Raw records
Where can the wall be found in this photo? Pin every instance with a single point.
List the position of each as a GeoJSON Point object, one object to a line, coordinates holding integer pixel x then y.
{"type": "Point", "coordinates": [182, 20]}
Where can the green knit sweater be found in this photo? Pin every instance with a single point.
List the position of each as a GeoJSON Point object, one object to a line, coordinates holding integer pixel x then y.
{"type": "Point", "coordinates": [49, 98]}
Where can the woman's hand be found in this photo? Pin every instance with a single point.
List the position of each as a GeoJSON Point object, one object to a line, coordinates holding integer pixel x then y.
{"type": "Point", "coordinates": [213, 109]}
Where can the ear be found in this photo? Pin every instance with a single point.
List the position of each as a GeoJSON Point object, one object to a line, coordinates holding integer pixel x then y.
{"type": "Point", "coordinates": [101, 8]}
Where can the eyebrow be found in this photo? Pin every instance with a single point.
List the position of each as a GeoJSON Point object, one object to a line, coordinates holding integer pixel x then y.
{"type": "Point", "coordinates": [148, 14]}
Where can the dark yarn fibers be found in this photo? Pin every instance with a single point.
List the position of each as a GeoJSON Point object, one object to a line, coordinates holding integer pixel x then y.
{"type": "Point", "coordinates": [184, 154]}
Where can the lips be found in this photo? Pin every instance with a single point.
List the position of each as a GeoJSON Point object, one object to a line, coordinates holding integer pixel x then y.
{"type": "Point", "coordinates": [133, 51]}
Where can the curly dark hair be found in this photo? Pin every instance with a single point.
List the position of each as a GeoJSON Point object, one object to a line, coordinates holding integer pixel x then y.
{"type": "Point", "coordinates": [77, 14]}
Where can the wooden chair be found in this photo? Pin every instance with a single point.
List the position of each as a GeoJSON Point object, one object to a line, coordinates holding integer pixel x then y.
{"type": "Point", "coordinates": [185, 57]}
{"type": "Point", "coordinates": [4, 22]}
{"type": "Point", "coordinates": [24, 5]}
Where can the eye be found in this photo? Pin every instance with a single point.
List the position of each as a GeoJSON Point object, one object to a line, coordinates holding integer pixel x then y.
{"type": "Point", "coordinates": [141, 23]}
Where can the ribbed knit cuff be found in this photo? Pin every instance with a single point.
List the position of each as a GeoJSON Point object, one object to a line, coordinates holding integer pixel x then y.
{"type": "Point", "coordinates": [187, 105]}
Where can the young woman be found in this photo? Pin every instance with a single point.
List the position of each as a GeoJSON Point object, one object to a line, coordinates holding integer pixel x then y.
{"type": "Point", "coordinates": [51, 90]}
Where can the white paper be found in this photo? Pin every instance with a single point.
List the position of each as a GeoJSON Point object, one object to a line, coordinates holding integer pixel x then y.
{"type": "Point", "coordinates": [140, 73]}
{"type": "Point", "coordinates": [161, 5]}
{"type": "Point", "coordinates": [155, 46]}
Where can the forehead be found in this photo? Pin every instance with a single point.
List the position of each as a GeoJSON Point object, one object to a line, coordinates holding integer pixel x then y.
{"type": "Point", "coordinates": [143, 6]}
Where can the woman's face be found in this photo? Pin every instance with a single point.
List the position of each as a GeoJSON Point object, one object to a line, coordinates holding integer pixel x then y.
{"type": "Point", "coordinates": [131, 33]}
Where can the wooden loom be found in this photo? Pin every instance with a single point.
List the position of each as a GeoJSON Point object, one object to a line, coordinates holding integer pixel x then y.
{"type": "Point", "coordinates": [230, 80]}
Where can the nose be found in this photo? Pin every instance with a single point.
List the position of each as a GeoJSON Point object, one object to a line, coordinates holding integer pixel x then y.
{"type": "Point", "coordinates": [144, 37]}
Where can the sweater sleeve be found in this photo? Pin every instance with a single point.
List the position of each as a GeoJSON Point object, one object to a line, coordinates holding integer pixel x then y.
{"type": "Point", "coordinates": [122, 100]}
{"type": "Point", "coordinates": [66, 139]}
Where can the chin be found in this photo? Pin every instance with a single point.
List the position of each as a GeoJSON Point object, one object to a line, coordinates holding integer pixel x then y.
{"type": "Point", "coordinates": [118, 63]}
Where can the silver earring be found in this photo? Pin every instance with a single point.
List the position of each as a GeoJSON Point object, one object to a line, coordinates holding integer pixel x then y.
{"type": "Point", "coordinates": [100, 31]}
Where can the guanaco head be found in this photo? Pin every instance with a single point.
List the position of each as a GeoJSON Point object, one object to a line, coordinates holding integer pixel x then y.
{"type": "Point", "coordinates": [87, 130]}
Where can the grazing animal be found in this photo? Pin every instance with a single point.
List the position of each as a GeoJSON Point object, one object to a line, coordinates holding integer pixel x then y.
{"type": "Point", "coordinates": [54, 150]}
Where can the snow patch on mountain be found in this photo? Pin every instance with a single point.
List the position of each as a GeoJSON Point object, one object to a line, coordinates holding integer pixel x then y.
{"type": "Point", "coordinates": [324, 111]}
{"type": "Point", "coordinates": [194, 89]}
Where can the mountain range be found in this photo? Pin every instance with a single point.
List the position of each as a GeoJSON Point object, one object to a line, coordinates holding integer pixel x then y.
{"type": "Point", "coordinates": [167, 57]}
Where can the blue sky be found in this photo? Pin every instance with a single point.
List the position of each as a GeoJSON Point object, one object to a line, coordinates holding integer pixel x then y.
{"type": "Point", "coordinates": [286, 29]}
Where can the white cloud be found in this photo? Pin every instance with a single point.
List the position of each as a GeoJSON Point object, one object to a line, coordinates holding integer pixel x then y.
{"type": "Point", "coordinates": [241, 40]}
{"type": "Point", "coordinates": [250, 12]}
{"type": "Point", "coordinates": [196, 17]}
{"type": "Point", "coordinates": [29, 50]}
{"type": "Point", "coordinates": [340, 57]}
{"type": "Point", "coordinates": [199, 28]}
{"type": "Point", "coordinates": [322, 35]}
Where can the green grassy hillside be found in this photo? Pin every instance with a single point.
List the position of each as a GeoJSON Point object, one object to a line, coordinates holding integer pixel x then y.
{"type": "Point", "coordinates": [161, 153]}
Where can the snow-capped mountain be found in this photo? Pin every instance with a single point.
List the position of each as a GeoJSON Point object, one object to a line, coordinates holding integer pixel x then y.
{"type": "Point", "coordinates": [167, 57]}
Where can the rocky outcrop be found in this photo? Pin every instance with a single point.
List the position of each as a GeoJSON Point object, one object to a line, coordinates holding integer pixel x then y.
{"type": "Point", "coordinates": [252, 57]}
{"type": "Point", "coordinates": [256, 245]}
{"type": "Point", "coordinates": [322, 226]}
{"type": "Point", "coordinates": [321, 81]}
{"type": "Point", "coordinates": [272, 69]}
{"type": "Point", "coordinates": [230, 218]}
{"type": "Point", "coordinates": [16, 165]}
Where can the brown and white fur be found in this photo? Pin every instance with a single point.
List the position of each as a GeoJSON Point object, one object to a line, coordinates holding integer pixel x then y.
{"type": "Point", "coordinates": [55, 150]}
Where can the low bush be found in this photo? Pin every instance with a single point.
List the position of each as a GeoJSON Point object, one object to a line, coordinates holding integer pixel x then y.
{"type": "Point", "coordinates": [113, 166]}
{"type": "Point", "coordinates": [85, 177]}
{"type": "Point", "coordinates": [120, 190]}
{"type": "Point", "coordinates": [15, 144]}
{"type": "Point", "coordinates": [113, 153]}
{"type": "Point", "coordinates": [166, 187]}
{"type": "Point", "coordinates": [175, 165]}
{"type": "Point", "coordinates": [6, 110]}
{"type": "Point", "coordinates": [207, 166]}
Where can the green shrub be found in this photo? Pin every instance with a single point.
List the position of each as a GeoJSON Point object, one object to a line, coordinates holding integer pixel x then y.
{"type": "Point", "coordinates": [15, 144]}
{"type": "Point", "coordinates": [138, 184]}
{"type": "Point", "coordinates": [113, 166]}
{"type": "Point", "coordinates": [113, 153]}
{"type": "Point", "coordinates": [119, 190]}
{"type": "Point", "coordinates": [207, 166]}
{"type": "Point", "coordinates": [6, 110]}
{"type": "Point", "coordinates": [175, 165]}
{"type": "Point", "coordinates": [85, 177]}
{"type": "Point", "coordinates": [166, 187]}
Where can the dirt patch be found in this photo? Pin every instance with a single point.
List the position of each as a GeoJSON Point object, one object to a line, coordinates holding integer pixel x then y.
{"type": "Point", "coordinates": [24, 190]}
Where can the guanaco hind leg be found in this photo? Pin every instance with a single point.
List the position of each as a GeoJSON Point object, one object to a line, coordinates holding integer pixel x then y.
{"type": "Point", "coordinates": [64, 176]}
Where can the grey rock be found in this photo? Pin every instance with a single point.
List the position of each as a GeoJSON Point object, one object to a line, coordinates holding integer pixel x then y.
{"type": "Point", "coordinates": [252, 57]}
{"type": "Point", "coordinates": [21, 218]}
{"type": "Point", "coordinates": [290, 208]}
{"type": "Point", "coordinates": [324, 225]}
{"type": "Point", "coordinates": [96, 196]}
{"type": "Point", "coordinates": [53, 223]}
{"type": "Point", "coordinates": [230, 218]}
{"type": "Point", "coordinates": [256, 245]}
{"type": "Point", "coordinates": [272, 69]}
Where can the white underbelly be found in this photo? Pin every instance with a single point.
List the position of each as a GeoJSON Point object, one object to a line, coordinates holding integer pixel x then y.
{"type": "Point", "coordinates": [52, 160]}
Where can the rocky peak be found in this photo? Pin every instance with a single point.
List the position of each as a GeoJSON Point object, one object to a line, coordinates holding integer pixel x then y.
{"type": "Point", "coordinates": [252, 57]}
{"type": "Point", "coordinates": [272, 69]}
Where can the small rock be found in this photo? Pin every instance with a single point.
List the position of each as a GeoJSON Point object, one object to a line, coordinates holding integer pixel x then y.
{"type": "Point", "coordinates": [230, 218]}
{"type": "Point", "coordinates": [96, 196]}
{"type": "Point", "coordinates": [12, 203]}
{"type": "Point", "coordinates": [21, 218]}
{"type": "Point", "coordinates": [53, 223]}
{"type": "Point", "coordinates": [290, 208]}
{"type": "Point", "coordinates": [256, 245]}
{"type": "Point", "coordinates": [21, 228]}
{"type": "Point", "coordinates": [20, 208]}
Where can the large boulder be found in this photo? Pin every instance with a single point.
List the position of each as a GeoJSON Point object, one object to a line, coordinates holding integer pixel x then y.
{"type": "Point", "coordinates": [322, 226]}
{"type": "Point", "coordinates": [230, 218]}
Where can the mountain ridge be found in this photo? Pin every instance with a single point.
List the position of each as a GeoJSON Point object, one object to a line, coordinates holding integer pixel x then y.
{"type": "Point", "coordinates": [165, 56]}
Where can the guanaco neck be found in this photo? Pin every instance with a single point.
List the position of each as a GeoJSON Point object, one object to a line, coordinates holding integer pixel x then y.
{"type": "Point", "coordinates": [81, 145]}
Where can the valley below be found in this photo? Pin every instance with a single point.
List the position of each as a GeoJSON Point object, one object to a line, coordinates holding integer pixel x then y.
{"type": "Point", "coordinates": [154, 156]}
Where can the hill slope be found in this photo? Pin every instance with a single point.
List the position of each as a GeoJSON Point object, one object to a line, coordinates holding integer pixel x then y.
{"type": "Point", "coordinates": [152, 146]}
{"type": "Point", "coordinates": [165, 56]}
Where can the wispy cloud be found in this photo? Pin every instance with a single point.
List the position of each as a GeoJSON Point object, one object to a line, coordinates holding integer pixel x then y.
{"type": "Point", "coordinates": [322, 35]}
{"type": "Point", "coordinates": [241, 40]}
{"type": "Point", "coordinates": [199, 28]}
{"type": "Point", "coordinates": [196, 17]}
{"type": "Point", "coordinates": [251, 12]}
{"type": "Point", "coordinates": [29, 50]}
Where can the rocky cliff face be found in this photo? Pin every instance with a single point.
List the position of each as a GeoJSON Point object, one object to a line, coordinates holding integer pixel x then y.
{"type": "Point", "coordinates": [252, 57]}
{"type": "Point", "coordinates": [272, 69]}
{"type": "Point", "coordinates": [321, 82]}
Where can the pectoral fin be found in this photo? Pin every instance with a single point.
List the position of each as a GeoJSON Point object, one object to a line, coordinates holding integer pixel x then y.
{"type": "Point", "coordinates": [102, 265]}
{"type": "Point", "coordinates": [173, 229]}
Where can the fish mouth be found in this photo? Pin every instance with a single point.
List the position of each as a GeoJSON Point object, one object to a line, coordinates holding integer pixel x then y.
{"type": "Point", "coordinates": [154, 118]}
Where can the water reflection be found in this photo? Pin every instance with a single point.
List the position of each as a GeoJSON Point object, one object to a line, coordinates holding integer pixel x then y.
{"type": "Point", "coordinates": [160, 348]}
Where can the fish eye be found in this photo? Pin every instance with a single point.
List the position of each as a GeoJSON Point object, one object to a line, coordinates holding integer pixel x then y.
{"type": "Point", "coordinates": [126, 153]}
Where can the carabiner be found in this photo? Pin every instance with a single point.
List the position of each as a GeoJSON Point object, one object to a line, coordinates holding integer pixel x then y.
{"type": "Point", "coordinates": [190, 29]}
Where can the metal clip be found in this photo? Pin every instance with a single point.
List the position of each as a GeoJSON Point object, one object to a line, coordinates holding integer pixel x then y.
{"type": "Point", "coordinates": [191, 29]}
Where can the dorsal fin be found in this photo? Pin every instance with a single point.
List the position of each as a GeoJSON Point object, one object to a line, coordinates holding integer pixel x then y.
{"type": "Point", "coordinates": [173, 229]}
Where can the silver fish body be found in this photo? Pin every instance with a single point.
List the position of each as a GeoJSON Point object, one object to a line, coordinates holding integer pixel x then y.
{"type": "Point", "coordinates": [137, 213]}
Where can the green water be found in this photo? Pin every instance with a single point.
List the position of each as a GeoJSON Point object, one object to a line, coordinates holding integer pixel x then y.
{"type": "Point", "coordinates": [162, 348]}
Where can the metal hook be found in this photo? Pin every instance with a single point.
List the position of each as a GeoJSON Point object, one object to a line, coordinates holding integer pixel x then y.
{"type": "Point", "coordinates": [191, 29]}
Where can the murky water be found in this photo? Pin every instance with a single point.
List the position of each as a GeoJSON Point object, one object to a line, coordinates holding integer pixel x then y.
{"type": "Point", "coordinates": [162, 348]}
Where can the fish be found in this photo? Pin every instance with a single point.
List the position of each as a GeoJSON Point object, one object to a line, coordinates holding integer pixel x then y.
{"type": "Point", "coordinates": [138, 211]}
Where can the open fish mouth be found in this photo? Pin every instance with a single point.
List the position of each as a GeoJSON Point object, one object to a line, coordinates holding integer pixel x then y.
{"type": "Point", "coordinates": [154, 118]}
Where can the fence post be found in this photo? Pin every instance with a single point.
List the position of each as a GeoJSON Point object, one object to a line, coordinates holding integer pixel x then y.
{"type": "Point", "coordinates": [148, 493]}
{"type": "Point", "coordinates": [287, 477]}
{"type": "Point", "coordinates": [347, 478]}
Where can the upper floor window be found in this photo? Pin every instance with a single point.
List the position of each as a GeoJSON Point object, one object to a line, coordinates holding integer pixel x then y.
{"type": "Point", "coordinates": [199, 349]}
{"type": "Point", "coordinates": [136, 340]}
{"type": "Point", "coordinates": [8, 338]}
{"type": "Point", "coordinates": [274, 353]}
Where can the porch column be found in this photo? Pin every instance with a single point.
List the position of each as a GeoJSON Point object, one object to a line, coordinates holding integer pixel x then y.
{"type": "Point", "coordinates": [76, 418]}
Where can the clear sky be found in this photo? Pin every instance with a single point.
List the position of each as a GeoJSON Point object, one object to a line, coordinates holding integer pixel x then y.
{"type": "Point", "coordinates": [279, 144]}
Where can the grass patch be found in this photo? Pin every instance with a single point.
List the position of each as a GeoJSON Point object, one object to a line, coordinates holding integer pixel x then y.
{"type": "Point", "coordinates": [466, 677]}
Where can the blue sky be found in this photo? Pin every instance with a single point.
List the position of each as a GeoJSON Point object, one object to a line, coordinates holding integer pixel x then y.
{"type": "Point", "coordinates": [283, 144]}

REQUEST:
Begin with the line that contains "Where can the clear" and quote each line after it exactly, stopping after the last line of the data.

ANSWER BELOW:
Where can the clear sky be found in this photo? Pin every instance with a single point.
List the position of each as a GeoJSON Point object, one object to a line, coordinates holding integer pixel x then y.
{"type": "Point", "coordinates": [279, 144]}
Where can the grass patch be found in this photo? Pin every instance with a single point.
List the position of each as a GeoJSON Point object, one object to a line, coordinates holding integer pixel x then y.
{"type": "Point", "coordinates": [466, 677]}
Where can the blue sky be found in this photo? Pin every instance with a single point.
List the position of each as a GeoJSON Point object, one object to a line, coordinates holding integer pixel x then y.
{"type": "Point", "coordinates": [283, 144]}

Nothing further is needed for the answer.